## [Data extracts]
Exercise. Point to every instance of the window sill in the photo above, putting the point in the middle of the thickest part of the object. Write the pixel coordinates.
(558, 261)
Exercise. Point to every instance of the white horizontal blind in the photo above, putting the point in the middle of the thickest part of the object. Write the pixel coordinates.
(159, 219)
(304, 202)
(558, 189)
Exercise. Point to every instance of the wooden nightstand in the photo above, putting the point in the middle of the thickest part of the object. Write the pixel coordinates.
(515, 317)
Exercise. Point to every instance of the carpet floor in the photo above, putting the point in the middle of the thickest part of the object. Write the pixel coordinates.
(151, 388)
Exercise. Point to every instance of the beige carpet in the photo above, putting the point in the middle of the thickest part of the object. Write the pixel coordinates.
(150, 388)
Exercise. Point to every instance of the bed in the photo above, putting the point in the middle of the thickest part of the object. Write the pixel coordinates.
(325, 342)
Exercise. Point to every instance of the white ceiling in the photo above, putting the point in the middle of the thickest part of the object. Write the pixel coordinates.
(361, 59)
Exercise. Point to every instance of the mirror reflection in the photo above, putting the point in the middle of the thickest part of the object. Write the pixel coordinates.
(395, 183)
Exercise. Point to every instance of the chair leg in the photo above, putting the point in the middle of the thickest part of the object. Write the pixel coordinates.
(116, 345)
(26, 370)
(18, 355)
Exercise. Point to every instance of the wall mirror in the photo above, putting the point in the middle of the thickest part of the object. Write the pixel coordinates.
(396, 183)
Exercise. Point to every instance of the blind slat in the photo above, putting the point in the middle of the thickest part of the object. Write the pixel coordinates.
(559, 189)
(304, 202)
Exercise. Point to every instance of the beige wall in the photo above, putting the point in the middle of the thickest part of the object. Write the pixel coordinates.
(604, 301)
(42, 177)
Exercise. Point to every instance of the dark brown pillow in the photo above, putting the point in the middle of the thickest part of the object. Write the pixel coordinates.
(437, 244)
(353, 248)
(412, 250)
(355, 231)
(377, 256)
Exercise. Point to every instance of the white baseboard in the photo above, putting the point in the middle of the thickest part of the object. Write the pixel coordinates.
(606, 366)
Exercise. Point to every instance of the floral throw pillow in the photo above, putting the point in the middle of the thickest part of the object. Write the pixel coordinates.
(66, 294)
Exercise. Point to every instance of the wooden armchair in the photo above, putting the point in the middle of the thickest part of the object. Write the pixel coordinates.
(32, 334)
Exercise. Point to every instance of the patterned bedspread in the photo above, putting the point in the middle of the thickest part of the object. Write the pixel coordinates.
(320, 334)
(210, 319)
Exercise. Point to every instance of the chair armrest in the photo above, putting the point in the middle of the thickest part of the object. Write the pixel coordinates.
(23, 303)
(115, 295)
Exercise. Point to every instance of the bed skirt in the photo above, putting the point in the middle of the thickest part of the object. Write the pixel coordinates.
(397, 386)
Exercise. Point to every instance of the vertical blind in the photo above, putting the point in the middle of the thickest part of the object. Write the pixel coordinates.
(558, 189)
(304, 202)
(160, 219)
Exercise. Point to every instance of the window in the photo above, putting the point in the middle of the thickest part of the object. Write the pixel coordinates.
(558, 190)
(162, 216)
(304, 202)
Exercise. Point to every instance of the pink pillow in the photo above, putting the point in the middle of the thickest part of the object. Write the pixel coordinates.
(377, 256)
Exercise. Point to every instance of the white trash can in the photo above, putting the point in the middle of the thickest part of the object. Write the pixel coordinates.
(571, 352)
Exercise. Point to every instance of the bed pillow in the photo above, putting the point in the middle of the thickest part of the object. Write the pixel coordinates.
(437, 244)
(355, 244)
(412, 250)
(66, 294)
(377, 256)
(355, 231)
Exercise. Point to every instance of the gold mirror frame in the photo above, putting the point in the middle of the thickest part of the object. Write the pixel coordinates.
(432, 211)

## [Your goal]
The line with "Exercise. Point to every instance of the white trash" and every line after it up to the end of the entries: output those exactly, and only those.

## [Exercise response]
Exercise. Point to every instance of the white trash can in the photo above, putting the point in the middle of the thickest part of the object. Write the pixel coordinates.
(571, 352)
Exercise. Point to every instance of the bed pillow in the photo above, putting the point in the middle of the thickest part of the object. Write the pixel coordinates.
(437, 244)
(355, 244)
(412, 250)
(66, 294)
(377, 256)
(355, 231)
Exercise. Point to every instance of the gold mirror frame in the photo above, putting the point in the middle of the thickest part of the object. Write the pixel coordinates.
(432, 211)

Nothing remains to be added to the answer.